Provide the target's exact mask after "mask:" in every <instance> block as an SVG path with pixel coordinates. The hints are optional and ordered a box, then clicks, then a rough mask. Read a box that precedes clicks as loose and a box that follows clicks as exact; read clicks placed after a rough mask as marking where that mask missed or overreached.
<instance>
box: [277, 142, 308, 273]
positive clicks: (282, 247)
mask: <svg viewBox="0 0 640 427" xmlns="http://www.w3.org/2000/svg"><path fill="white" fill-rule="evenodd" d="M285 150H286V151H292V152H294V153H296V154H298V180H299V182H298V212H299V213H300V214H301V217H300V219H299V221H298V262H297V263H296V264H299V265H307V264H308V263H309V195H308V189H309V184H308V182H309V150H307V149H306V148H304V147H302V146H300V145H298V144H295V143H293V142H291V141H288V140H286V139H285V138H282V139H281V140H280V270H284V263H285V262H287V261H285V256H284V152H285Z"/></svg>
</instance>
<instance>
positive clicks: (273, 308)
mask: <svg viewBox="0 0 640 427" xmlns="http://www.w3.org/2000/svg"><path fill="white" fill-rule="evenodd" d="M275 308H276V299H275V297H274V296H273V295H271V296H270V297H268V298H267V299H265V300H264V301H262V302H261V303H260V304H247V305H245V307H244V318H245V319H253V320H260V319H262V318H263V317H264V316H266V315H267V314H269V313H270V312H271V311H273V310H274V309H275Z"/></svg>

==================================================

TASK TO COMPLETE: Repeat all the entries word for word.

SOLUTION TO THE EXERCISE:
Provide the target's exact mask after "mask:" in every <instance> block as an SVG path with pixel coordinates. The hints are optional and ordered a box, then clicks, then a rough mask. Read a box that precedes clicks as loose and a box that follows clicks as exact; read clicks placed after a rough mask as marking where that mask missed or overreached.
<instance>
box: [277, 142, 308, 273]
positive clicks: (282, 247)
mask: <svg viewBox="0 0 640 427" xmlns="http://www.w3.org/2000/svg"><path fill="white" fill-rule="evenodd" d="M285 150H286V151H292V152H294V153H296V154H298V180H299V182H298V212H299V213H300V214H301V217H300V219H299V221H298V262H297V263H296V264H299V265H307V264H308V263H309V195H308V189H309V184H308V182H309V150H307V149H306V148H304V147H302V146H300V145H298V144H295V143H293V142H291V141H288V140H286V139H285V138H282V139H281V140H280V270H284V263H285V262H287V261H285V256H284V152H285Z"/></svg>
</instance>
<instance>
positive clicks: (273, 308)
mask: <svg viewBox="0 0 640 427" xmlns="http://www.w3.org/2000/svg"><path fill="white" fill-rule="evenodd" d="M275 308H276V299H275V297H274V296H273V295H271V296H270V297H268V298H267V299H265V300H264V301H262V302H261V303H260V304H247V305H245V307H244V318H245V319H253V320H260V319H262V318H263V317H264V316H266V315H267V314H269V313H270V312H271V311H273V310H274V309H275Z"/></svg>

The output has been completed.